§ Extract
Thursday, April 7, 2011

ND Alumni Brings a Diverse Tool Kit to Sports Medicine

Naturopathic doctors have a diverse set of healing tools at their disposal — it's one of the hallmarks of a naturopathic education. Few doctors demonstrate this as well as alumni Geoff Lecovin, ND, LAc ('94), MS, DC, CSCS, CISSN.

Geoff Lecovin, ND, LAc ('94), MS, DC, CSCS, CISSN

Naturopathic doctors have a diverse set of healing tools at their disposal — it's one of the hallmarks of a naturopathic education. Few doctors demonstrate this as well as alumni Geoff Lecovin, ND, LAc ('94), MS, DC, CSCS, CISSN.

Let's unpack those acronyms: Dr. Lecovin is a chiropractor, naturopathic physician, acupuncturist and certified strength and conditioning specialist at Evergreen Integrative Medicine in Bellevue, Washington. He uses trigger-point acupuncture, soft-tissue release, joint manipulation, corrective exercise and nutrition to treat musculoskeletal pain and sports injuries. He also uses exercise and nutrition for weight management and athletic performance enhancement.

Dr. Lecovin studied naturopathic medicine and acupuncture at Bastyr after earning chiropractic and nutrition degrees. He spoke to us about how those therapies fit together.

You have a lot of training in different healing modalities. Tell us about the different therapies that you use and how they affect what you can do for patients.

My emphasis is physical medicine, so my biggest tools are my hands. I use them for soft-tissue manipulation, joint manipulation and physical therapies. I see a lot of advanced athletes who are built for power but not stability, which can set them up for injuries or chronic pain.

§ Your assignment
Translate this sentence from the alumni profile into Spanish: "My emphasis is physical medicine, so my biggest tools are my hands."

§ Available data
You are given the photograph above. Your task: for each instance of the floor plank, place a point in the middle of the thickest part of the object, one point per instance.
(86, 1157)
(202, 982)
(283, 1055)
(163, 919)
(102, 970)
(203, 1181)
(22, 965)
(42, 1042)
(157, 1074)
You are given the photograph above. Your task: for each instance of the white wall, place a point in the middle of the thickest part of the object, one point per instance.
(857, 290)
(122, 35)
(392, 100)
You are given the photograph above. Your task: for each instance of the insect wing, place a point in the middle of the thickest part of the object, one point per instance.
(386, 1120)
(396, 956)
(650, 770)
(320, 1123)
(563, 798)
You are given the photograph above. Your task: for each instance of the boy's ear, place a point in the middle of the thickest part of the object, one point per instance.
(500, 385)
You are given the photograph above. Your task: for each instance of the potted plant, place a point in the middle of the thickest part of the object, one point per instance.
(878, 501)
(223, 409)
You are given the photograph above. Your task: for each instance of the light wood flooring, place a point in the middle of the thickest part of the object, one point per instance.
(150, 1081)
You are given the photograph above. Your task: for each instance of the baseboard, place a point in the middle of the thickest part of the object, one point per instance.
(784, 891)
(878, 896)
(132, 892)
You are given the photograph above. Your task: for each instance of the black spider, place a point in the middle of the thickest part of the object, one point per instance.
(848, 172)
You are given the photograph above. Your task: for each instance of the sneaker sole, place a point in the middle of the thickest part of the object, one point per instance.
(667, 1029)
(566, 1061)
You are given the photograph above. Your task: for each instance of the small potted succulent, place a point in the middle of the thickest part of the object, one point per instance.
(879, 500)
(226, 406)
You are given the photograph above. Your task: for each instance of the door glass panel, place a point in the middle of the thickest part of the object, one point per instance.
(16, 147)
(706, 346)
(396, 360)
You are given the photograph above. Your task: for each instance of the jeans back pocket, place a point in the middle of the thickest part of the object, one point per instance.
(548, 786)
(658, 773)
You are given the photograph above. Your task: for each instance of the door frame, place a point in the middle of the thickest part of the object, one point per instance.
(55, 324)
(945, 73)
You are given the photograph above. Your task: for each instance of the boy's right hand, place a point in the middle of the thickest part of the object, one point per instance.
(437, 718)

§ Solution for this problem
Mi énfasis es la medicina física, así que mis herramientas más importantes son mis manos.